---------- EXCERPTED RECORDS

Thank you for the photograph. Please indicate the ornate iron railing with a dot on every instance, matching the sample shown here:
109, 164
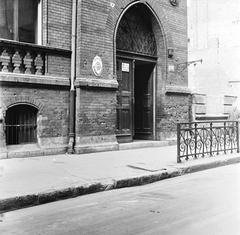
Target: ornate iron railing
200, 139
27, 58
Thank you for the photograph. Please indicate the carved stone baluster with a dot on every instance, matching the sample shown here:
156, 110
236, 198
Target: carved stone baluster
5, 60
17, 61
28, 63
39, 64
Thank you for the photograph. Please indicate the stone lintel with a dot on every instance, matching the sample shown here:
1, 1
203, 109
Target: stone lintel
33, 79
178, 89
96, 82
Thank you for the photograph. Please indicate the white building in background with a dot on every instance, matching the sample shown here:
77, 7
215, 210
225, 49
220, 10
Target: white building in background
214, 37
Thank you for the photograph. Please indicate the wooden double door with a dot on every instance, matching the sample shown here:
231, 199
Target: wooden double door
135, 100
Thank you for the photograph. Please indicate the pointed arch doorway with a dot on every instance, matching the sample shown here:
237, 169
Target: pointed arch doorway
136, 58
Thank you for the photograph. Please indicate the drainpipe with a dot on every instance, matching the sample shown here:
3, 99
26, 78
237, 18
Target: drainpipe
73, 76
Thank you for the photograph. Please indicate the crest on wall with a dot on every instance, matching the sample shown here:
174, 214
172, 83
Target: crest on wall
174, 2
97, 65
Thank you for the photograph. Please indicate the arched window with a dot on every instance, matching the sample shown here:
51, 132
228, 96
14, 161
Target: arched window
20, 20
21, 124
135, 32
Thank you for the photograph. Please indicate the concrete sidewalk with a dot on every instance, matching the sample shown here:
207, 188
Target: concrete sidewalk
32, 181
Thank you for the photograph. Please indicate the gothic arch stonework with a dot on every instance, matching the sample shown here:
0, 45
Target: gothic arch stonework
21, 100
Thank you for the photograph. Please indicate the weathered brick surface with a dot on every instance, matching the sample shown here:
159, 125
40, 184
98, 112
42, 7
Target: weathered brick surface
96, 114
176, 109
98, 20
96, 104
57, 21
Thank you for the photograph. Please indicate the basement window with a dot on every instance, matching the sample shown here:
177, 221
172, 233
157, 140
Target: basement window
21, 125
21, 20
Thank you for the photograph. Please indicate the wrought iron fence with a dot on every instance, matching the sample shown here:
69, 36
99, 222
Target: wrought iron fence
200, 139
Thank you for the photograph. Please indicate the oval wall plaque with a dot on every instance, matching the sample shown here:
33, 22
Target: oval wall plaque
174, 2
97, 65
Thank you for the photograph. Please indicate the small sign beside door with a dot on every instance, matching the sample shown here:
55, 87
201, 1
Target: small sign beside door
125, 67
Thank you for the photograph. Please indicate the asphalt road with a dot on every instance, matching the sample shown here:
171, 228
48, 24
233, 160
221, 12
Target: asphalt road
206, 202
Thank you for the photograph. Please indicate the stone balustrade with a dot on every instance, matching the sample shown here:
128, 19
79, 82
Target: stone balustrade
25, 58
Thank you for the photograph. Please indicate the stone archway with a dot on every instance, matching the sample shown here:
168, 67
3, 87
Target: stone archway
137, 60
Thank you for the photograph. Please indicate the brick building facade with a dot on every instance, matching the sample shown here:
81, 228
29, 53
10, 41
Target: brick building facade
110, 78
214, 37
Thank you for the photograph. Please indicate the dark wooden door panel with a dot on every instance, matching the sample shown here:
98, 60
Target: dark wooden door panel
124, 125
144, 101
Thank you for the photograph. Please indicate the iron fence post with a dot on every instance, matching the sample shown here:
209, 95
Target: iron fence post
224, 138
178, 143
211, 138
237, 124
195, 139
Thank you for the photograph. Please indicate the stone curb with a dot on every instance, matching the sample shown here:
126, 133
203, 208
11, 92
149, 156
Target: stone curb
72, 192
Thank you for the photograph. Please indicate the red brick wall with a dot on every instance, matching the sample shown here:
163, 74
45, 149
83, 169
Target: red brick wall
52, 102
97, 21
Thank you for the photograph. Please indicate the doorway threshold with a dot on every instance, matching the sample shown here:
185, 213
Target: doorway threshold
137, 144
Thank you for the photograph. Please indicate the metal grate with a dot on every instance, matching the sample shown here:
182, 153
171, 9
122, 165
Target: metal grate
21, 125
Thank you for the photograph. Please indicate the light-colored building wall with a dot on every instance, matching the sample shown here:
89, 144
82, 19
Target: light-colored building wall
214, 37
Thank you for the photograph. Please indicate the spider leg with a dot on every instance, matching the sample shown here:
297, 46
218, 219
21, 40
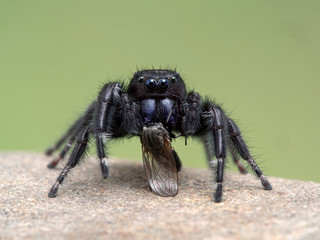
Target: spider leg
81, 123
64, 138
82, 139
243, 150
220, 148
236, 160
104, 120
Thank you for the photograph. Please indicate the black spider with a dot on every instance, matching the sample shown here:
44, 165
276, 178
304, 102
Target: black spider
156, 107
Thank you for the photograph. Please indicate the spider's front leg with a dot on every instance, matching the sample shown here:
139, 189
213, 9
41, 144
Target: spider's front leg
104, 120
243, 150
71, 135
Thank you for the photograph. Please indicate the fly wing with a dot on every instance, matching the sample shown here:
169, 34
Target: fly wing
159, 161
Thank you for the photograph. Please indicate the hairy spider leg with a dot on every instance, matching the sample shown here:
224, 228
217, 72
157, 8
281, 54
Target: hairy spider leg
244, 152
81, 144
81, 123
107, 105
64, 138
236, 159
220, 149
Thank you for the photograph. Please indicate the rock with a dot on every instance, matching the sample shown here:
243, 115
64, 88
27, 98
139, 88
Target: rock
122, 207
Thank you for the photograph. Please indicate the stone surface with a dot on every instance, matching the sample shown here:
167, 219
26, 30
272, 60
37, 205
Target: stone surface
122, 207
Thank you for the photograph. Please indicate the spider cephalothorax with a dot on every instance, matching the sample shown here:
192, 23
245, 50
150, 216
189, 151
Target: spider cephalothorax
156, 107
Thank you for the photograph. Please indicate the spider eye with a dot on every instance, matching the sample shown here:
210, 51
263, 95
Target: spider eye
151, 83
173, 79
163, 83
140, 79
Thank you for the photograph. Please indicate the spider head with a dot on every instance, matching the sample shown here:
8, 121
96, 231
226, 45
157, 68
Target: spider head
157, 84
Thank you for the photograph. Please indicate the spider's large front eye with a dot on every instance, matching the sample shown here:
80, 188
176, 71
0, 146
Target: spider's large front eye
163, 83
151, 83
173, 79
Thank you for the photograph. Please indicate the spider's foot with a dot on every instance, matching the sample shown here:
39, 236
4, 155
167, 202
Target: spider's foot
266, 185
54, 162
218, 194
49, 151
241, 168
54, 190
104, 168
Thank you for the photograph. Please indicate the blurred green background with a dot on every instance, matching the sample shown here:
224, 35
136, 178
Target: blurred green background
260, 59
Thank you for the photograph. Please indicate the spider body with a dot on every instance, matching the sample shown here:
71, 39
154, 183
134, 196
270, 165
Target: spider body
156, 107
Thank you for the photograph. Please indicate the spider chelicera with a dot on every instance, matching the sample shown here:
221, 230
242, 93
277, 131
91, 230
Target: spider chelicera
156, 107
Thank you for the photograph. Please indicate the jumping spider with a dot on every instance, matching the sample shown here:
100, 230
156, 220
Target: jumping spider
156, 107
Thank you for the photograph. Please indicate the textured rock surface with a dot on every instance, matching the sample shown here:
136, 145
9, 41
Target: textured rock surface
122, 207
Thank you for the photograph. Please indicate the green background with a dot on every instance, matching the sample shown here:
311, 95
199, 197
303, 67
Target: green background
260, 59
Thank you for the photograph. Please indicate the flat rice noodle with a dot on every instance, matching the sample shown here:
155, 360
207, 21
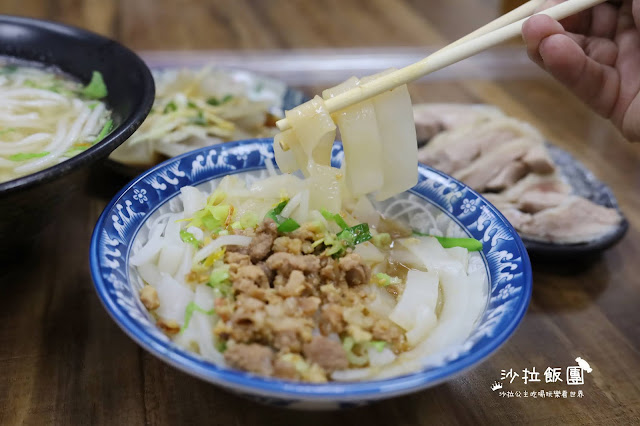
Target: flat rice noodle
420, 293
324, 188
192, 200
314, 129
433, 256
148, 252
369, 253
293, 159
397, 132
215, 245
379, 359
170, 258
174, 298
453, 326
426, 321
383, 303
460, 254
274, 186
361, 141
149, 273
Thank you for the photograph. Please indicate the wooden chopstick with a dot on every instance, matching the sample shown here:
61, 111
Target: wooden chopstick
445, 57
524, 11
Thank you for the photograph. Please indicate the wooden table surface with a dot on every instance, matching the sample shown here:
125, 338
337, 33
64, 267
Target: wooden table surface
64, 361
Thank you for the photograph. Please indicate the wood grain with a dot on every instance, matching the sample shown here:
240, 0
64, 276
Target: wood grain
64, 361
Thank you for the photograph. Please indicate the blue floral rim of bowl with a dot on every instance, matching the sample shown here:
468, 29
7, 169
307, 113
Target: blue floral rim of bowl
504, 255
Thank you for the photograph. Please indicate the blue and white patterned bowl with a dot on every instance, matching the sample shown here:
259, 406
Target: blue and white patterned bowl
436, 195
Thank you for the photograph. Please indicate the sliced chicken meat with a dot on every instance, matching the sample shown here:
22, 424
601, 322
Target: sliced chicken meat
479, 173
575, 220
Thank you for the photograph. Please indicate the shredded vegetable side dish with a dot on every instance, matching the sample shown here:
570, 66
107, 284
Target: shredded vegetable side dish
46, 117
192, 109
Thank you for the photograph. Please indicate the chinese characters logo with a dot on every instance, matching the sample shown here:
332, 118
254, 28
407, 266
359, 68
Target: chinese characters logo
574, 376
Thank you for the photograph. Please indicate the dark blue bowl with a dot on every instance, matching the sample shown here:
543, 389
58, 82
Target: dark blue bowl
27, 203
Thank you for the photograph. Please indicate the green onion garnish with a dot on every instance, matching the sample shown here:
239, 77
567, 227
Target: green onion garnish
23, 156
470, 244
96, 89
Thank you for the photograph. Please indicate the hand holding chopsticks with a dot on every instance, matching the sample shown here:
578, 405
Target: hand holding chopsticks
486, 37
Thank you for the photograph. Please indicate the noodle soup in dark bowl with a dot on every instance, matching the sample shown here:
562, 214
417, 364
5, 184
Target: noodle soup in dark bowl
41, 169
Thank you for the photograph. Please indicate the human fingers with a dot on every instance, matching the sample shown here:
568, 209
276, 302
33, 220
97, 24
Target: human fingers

--------------------

Reproduce the lines from the one containing "Thank you for the photograph. Please indicate the hand" to the end of the entries, keeping both ends and adding nothing.

WORKED SOLUTION -
Thank you for the photograph. Please indicate the hand holding chopsticks with a dot on every instance, matching the sample shown here:
578, 405
Target: hand holding chopsticks
486, 37
Thank you for the photograph. Please indicate the noodle soup in dark bowl with a dot on every instance, matching the sample shown here:
562, 214
417, 364
5, 184
Target: noodle soup in dark bowl
41, 169
Thank you for the photograph. Please indicate the human fingers with a dot on every instance, matching the sample shown here:
568, 209
276, 302
33, 220
97, 24
Target: human fingers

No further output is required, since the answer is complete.